No More Breakfast-to-Bed Stories

Facilitator:  Peg Alford

Workshop Syllabus

It can be difficult to handle the temporal part of writing. How does one effectively show the passing of time? Can a writer summarize without fear of breaking the cardinal rule: “show, don’t tell”?   Pacing narration and deftly crafting time issues are some of the hardest skills for a writer to acquire. It takes practice and confidence. This course will help.  

Week one: What is the breakfast-to-bed story and how does one avoid writing it?  What is a scene? How does it relate to a story? How do scenes relate to one another in a story? Acquiring voice and authority–developing confidence to handle time issues deftly.

Week two: What is summary? Doesn’t it break the rule of  “don’t tell; show?" Addressing the necessity of letting go of writing that is in the way--and some practical suggestions about what to do with writing you can’t bear to part with.

Week three: Flashbacks. Why flashbacks may be better designated to the realm of psychological phenomenon as opposed to use as a literary device. Examining pacing in narration; mapping and diagramming a story’s pacing and time coverage. What about transitions and white space?

Week four: Now what? Wrapping up what’s been covered, answering questions, and sharing practical suggestions for students’ further exploration.

Objective
Students will learn to examine and identify ways that successful writers manage temporal issues in fiction. Students will discover what constitutes a scene, identify the time frame of scenes, and explore how scenes work together in a complete fiction. Students will examine the use of summary and flashbacks, and explore pacing and immediacy.

Prerequisites: 
Students should have a 2,000- to 3,500-word story ready for the first class. They should be prepared to share and discuss specific elements of one another’s stories; this class is founded on the belief that writers learn more about their own work through the process of articulating and examining writing under the guidance of an experienced facilitator who directs the exploration.

*Set of tasks*:
1. Return the stretch of the workshop syllabus from "Workshop Syllabus" through "course will help.".
2. According to the workshop syllabus, how long should the story that students bring to the first class be?
3. Continue the workshop syllabus beyond its final sentence.
The records are not needed for any of this work.

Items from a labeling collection
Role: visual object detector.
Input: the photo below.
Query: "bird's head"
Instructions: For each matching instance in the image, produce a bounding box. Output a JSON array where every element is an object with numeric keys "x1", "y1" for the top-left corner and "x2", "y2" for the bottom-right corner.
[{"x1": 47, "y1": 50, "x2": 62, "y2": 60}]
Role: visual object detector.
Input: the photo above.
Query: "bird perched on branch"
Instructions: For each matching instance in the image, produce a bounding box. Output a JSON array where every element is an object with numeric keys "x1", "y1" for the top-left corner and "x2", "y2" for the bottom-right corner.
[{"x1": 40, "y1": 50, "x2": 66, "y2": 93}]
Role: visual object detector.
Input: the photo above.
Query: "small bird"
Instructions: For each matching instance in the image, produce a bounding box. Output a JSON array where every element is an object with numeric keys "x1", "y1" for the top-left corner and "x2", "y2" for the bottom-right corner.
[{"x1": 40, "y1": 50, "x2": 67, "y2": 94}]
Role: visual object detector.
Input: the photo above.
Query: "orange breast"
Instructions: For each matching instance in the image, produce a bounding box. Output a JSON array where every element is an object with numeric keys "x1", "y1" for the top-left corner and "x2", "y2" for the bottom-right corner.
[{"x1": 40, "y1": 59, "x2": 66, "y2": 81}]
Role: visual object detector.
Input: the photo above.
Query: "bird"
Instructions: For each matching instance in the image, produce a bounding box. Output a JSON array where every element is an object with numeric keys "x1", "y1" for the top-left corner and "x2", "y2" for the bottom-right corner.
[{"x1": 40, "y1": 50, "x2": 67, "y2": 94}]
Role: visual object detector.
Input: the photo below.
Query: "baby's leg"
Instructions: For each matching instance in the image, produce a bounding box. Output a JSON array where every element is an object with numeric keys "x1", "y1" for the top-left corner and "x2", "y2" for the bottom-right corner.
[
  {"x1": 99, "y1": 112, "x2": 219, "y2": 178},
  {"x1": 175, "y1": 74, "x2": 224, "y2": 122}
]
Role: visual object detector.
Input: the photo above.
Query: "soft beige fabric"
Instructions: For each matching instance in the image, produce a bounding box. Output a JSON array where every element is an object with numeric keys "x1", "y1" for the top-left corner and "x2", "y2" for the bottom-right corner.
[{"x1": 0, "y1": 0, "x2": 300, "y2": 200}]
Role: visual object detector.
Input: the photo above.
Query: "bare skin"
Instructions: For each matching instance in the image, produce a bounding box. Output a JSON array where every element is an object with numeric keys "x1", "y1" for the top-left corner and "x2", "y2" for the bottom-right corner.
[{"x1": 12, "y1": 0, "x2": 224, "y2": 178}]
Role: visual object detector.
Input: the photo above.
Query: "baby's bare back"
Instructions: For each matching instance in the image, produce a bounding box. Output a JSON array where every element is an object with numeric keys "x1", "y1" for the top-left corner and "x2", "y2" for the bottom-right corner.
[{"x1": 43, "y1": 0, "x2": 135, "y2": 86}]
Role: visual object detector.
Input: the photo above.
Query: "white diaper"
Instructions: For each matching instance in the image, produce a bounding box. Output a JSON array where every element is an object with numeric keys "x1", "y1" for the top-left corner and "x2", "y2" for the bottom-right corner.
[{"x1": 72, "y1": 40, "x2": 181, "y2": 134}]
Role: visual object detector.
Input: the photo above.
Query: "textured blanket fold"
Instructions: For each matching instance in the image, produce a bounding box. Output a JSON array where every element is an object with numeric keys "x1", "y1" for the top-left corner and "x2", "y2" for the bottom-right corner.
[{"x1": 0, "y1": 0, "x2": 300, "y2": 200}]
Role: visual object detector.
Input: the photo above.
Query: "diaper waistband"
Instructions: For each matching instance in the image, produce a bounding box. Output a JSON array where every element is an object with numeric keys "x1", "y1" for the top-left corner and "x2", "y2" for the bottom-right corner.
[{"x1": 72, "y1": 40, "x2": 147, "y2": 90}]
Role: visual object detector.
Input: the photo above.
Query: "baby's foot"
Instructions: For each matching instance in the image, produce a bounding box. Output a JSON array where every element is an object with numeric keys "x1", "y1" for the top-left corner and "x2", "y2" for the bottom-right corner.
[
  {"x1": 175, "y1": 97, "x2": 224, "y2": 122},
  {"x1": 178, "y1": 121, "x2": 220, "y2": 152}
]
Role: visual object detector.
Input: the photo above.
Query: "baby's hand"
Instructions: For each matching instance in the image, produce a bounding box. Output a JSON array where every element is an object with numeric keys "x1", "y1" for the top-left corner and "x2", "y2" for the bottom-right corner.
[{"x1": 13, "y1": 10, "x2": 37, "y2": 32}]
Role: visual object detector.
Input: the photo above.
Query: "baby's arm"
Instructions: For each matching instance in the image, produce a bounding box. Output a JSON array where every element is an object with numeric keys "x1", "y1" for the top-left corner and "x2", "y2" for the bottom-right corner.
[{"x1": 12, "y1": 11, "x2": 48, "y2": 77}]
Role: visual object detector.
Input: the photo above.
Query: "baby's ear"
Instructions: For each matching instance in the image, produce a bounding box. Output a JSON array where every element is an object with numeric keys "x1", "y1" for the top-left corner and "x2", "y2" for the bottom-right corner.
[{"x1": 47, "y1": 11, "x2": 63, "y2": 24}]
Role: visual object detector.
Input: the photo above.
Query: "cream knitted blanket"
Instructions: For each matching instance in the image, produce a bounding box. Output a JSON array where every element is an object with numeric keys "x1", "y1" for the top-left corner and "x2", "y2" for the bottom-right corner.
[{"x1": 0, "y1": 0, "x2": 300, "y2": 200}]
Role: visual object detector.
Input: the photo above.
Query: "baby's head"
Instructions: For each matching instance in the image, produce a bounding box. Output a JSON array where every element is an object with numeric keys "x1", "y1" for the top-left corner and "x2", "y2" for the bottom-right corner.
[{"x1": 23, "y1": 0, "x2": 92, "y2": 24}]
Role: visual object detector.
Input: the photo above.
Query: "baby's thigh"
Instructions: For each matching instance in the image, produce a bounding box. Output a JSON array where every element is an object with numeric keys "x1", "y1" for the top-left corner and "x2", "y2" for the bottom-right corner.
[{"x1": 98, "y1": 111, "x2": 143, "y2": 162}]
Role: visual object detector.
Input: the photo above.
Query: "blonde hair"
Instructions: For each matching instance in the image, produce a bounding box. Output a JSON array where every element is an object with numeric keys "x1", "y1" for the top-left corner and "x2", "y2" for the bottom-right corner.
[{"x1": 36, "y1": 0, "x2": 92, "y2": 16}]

*Answers*:
1.
Workshop Syllabus

It can be difficult to handle the temporal part of writing. How does one effectively show the passing of time? Can a writer summarize without fear of breaking the cardinal rule: “show, don’t tell”?   Pacing narration and deftly crafting time issues are some of the hardest skills for a writer to acquire. It takes practice and confidence. This course will help.

2. It should be 2,000 to 3,500 words long.

3.
Recommended texts
Narrative Design: Working with Imagination, Craft, and Form
by Madison Smartt Bell

 If You Want to Write by Brenda Ueland.

Purchase of texts is not necessary but is highly recommended.  

About the Facilitator: 
Peg Alford is an award- winning writer and award-winning teacher. She received her MFA in writing from the Warren Wilson MFA Program for Writers, and her bachelor's degree in education from the University of Pittsburgh. Currently, she is working with an editor on her first novel, Resting On Error.  Her short story collection,  What's Done, was, in a lesser form, a finalist for the Flannery O'Connor Short Fiction Award. She has taught fiction and poetry writing at the University of Pittsburgh at Johnstown and the College of Charleston. Her poetry, fiction, and nonfiction have been published in various venues, including English Journal, Live Poets Society Anthology, Vol. IV, House Calls, The State, South Carolina Public Policy Forum, Business and Economic Review, and others.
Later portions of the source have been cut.